Assignment ▸ First find the line with "Target: yellow flower center" in the entries below, then set down exactly every line through the line with "Target: white daisy flower", that line included.

== == ==

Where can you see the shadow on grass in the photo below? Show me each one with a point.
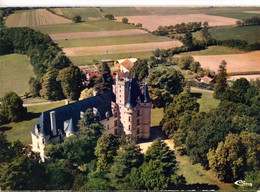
(31, 116)
(197, 95)
(4, 128)
(199, 187)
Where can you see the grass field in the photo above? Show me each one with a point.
(21, 130)
(118, 40)
(34, 17)
(15, 72)
(248, 33)
(206, 100)
(87, 60)
(215, 50)
(85, 12)
(98, 25)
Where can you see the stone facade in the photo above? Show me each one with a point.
(126, 111)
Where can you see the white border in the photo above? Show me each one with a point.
(125, 3)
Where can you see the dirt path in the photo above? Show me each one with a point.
(114, 49)
(96, 34)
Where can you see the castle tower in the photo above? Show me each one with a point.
(134, 108)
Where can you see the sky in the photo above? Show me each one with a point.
(111, 3)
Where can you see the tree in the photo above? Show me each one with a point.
(128, 157)
(124, 20)
(51, 88)
(221, 81)
(61, 61)
(71, 84)
(228, 159)
(35, 87)
(105, 151)
(76, 18)
(139, 70)
(12, 108)
(110, 16)
(188, 40)
(185, 62)
(163, 85)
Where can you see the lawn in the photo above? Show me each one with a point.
(87, 60)
(248, 33)
(117, 40)
(98, 25)
(205, 100)
(15, 72)
(215, 50)
(21, 130)
(195, 174)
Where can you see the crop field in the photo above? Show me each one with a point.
(86, 13)
(215, 50)
(87, 60)
(118, 40)
(96, 34)
(246, 62)
(21, 130)
(34, 17)
(126, 48)
(97, 25)
(15, 72)
(249, 33)
(152, 22)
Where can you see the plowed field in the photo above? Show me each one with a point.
(96, 34)
(235, 63)
(126, 48)
(152, 22)
(34, 17)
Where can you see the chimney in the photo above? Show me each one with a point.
(53, 123)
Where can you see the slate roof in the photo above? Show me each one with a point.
(72, 111)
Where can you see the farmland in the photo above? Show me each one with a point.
(86, 13)
(96, 25)
(117, 40)
(246, 62)
(15, 72)
(248, 33)
(125, 48)
(33, 18)
(96, 34)
(165, 20)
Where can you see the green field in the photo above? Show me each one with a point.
(85, 12)
(21, 130)
(206, 100)
(15, 72)
(249, 33)
(98, 25)
(215, 50)
(87, 60)
(116, 40)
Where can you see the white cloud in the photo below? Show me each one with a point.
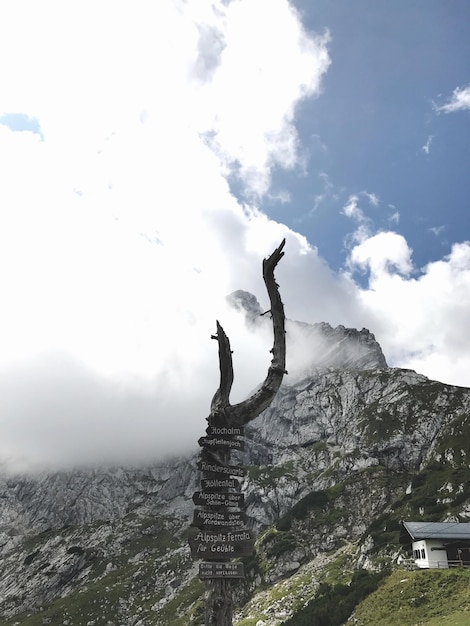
(372, 197)
(351, 209)
(427, 146)
(119, 237)
(381, 252)
(460, 101)
(419, 317)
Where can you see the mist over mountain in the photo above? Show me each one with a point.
(348, 448)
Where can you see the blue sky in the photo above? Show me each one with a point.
(151, 154)
(392, 64)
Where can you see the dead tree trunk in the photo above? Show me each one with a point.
(218, 602)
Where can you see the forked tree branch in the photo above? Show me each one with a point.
(251, 407)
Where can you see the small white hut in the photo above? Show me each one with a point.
(437, 544)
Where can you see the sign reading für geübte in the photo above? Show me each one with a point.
(220, 544)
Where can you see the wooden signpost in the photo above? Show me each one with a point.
(211, 569)
(219, 530)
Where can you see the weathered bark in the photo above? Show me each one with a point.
(251, 407)
(218, 602)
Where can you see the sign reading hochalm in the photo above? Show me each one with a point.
(219, 531)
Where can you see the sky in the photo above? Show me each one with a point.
(153, 153)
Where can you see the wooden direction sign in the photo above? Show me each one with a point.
(225, 431)
(219, 519)
(213, 467)
(214, 498)
(220, 570)
(222, 544)
(221, 442)
(209, 484)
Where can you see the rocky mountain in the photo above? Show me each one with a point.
(345, 451)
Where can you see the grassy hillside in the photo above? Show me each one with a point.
(419, 598)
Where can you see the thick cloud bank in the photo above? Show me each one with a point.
(120, 237)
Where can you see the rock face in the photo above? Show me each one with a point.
(317, 345)
(343, 453)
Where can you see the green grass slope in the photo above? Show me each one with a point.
(418, 598)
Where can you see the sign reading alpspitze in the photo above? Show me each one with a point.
(219, 518)
(214, 498)
(220, 544)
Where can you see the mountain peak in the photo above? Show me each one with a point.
(318, 345)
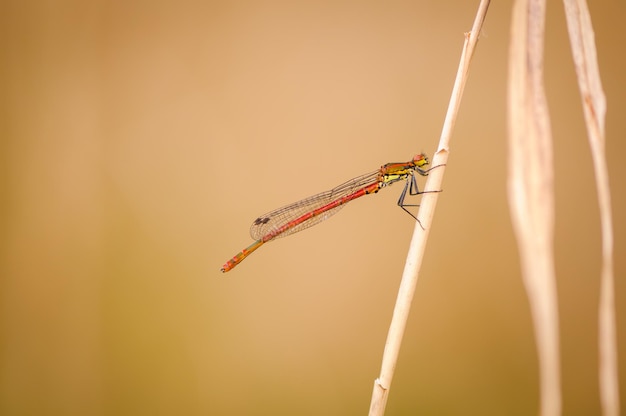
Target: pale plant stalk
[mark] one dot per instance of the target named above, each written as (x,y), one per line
(421,231)
(531,190)
(594,108)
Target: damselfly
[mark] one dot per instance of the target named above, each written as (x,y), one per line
(315,209)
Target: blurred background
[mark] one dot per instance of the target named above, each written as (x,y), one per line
(139,140)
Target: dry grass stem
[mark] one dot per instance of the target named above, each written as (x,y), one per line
(531,189)
(420,235)
(594,107)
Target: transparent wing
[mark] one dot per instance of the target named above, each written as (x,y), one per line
(274,220)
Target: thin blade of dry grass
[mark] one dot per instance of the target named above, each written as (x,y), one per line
(594,107)
(530,189)
(420,234)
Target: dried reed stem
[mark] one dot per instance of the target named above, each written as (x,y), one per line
(420,235)
(531,190)
(594,107)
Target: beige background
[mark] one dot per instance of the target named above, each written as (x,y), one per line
(140,140)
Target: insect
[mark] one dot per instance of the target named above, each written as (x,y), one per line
(311,211)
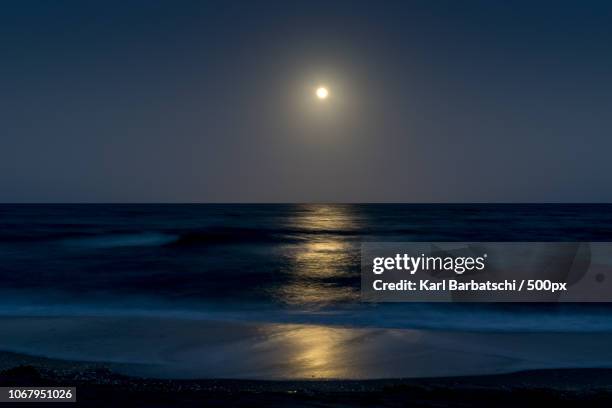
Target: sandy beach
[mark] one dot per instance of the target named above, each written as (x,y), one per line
(187,349)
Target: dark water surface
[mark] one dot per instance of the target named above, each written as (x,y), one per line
(267,263)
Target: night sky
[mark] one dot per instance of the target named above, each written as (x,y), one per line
(179,101)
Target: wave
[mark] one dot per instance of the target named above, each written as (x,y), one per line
(433,317)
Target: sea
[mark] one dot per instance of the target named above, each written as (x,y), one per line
(268,263)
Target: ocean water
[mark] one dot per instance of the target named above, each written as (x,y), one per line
(267,263)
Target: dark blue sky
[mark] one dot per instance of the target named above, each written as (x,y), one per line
(178,101)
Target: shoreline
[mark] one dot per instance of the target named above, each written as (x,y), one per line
(194,349)
(100,386)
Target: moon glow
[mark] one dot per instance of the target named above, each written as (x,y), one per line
(322,92)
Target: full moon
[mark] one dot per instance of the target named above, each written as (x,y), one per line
(322,92)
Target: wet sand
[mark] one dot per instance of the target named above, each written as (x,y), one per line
(196,349)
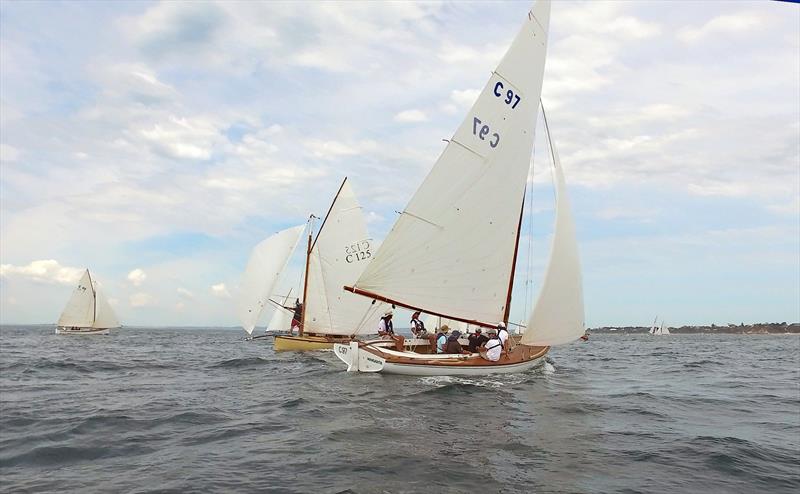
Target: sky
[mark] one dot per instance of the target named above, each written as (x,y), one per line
(157,142)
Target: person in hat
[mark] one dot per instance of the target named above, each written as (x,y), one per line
(492,349)
(452,345)
(502,333)
(386,330)
(440,338)
(476,340)
(417,326)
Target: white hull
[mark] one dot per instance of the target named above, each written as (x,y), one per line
(436,370)
(60,330)
(359,359)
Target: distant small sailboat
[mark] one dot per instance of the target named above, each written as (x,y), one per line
(87,311)
(657,330)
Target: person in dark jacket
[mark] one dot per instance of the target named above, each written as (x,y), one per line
(452,345)
(477,339)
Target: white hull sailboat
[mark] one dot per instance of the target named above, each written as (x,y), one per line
(452,251)
(336,256)
(87,311)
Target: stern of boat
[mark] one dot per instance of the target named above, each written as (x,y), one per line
(356,359)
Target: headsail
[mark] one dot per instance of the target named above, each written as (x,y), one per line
(558,315)
(264,268)
(79,311)
(450,252)
(339,254)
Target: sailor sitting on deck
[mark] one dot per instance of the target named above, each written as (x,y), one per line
(452,345)
(492,349)
(440,339)
(502,333)
(476,340)
(386,330)
(417,326)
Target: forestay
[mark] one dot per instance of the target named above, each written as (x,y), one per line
(450,251)
(558,315)
(338,256)
(267,262)
(79,311)
(104,314)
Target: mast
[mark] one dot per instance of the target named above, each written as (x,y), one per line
(308,255)
(305,285)
(513,264)
(94,298)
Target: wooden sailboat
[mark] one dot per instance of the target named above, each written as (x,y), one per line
(87,311)
(336,256)
(452,251)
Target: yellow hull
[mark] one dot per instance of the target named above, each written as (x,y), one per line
(306,343)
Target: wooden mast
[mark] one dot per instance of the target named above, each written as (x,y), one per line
(507,310)
(308,255)
(305,279)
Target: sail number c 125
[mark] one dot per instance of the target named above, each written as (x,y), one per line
(358,251)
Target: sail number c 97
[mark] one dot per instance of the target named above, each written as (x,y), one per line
(510,96)
(482,131)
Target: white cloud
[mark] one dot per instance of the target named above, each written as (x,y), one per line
(184,293)
(46,270)
(724,24)
(220,290)
(410,116)
(184,138)
(137,277)
(141,299)
(8,153)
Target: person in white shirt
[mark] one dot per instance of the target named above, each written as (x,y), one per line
(492,349)
(417,326)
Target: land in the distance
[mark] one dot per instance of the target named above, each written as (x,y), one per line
(760,328)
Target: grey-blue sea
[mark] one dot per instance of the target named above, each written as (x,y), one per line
(201,410)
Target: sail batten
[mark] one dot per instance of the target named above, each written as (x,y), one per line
(452,250)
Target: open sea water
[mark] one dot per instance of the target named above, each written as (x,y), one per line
(200,410)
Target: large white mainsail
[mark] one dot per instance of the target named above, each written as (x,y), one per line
(558,315)
(79,312)
(339,254)
(451,251)
(267,262)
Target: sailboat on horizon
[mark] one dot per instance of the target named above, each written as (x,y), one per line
(87,311)
(453,250)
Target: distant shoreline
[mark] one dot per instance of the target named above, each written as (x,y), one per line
(761,328)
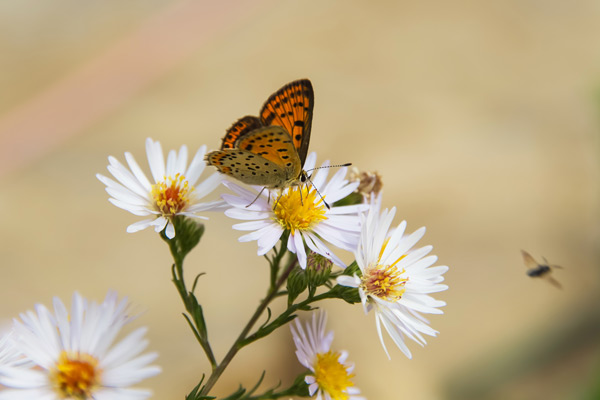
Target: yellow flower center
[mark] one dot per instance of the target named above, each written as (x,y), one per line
(172,195)
(384,282)
(332,376)
(75,376)
(299,209)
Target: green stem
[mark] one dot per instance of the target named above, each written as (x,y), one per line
(240,341)
(179,282)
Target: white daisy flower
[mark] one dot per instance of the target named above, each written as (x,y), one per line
(74,355)
(396,281)
(9,355)
(174,192)
(331,376)
(300,210)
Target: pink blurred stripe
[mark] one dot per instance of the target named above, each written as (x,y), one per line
(98,87)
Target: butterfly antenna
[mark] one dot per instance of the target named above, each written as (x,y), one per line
(317,190)
(329,166)
(257,196)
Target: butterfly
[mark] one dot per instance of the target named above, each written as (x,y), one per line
(270,150)
(536,269)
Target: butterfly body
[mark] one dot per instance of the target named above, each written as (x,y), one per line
(270,150)
(537,270)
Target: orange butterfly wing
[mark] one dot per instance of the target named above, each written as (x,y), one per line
(240,128)
(291,107)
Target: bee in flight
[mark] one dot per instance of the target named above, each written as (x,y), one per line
(536,270)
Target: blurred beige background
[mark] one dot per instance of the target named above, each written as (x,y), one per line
(482,118)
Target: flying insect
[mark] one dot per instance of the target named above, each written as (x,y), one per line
(538,270)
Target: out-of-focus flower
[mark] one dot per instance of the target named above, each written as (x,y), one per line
(73,355)
(370,183)
(331,375)
(175,190)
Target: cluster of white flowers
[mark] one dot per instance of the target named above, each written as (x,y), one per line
(396,279)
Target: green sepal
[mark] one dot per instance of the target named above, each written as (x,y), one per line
(296,283)
(347,293)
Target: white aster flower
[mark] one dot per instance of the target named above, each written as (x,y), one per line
(300,211)
(396,280)
(331,376)
(174,192)
(73,354)
(9,355)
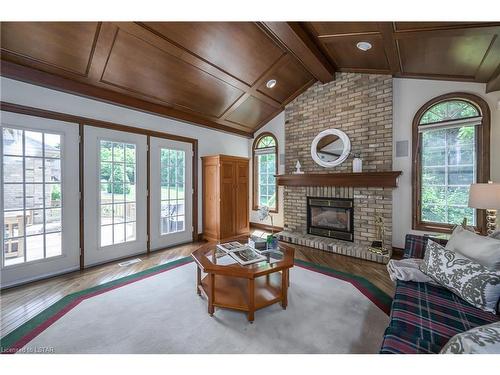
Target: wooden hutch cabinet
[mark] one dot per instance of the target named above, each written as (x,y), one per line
(225,197)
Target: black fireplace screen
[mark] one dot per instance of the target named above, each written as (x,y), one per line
(331,217)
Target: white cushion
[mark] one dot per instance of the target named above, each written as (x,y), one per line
(466,278)
(480,340)
(483,250)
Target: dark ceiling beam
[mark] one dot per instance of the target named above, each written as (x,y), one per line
(37,77)
(391,50)
(293,37)
(494,83)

== == ==

Solution for this exercise ▸
Target: yellow flower center
[mark] one dot per instance of the target named above, each written as (x,y), one per line
(172,195)
(384,282)
(332,376)
(75,376)
(299,209)
Target: green stem
[mark] one dot per instance of the target named above, each written as (x,y), one per line
(240,341)
(179,282)
Target: white daisy flower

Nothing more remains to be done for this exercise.